◆ REQUISITOS DEL EJERCICIO ◆
• 1. Transcribe literalmente el texto sobre la eugenesia arqueológica desde "Esa foto muestra" hasta "a la derecha.".
• 2. Con base en el texto sobre la eugenesia arqueológica, responde cada pregunta y marca la respuesta con la misma letra.
(a) ¿Quién tomó la foto y para qué medio?
(b) Según el pie de foto, ¿qué está construyendo el presidente municipal de Mitla?
(c) ¿En qué años concitó la eugenesia gran interés entre intelectuales y científicos?

◆ TEXTO DE ORIGEN ◆

¿Eugenesia arqueológica?¿Solo será eso? por @sladogna
Al calce esta foto tomada en lo que fuera la zona arqueológica de Mitla, cercana a Monte Albán ,Oaxaca,México se lee: "Sin que nadie le detenga, el
presidente municipal de Mitla está construyendo a lado de la zona arqueológica
(o sobre ella) unidades habitacionales ". Foto: Paco Calderón para Reforma, México, DF.
Esa foto muestra una práctica de eugenesia arqueológica: depurar el ambiente de impurezas a nombre de ofrecer vivienda a quienes no lo tienen. Ese es el núcleo de la máquina eugenésica: destruir lo impuro para dejar crecer la pureza. La actual guerra contra el narcotráfico tiene componentes que no dejan de revelar su componente eugenésico. Aquí el lector tendrá acceso a un estudio de la eugenesia, teoría que en los años de mil novecientos treinta concitó gran interés entre los intelectuales y científicos de izquierda (Salvador Allende, Chile; José Ingenieros, Argentina; Dr. Ramón Carrillo en México) y por supuesto intelectuales y científicos ubicados a la derecha.

◆ DATOS EXTRAÍDOS ◆
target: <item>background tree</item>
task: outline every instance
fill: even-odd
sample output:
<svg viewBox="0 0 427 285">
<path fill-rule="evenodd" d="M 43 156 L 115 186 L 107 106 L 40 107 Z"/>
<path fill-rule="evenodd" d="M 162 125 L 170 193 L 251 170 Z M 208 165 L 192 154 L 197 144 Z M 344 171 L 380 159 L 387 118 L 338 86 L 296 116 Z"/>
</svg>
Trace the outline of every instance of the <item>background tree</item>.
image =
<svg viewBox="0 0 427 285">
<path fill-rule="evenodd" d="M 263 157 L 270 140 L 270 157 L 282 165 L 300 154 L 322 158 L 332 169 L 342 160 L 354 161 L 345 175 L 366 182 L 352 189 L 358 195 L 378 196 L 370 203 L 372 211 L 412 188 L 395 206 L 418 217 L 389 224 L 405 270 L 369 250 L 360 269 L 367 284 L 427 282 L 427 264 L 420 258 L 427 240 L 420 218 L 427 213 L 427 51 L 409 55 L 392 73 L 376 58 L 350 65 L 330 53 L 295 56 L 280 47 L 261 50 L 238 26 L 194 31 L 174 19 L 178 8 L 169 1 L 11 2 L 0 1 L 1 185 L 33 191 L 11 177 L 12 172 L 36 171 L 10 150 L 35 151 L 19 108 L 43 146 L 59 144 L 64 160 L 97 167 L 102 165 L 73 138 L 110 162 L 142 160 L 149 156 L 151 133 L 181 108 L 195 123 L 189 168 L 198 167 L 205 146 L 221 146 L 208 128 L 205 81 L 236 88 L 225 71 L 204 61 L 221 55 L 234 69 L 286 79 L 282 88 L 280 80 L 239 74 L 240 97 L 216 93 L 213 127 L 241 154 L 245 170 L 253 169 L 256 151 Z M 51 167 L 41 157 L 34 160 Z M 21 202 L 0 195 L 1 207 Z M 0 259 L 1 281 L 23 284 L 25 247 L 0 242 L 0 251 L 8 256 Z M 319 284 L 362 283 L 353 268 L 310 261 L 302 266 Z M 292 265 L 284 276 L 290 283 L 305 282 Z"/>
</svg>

◆ RESPUESTAS POR TAREA ◆
• 1.
Esa foto muestra una práctica de eugenesia arqueológica: depurar el ambiente de impurezas a nombre de ofrecer vivienda a quienes no lo tienen. Ese es el núcleo de la máquina eugenésica: destruir lo impuro para dejar crecer la pureza. La actual guerra contra el narcotráfico tiene componentes que no dejan de revelar su componente eugenésico. Aquí el lector tendrá acceso a un estudio de la eugenesia, teoría que en los años de mil novecientos treinta concitó gran interés entre los intelectuales y científicos de izquierda (Salvador Allende, Chile; José Ingenieros, Argentina; Dr. Ramón Carrillo en México) y por supuesto intelectuales y científicos ubicados a la derecha.

• 2.
(a) Paco Calderón, para Reforma.
(b) Unidades habitacionales.
(c) En los años de mil novecientos treinta.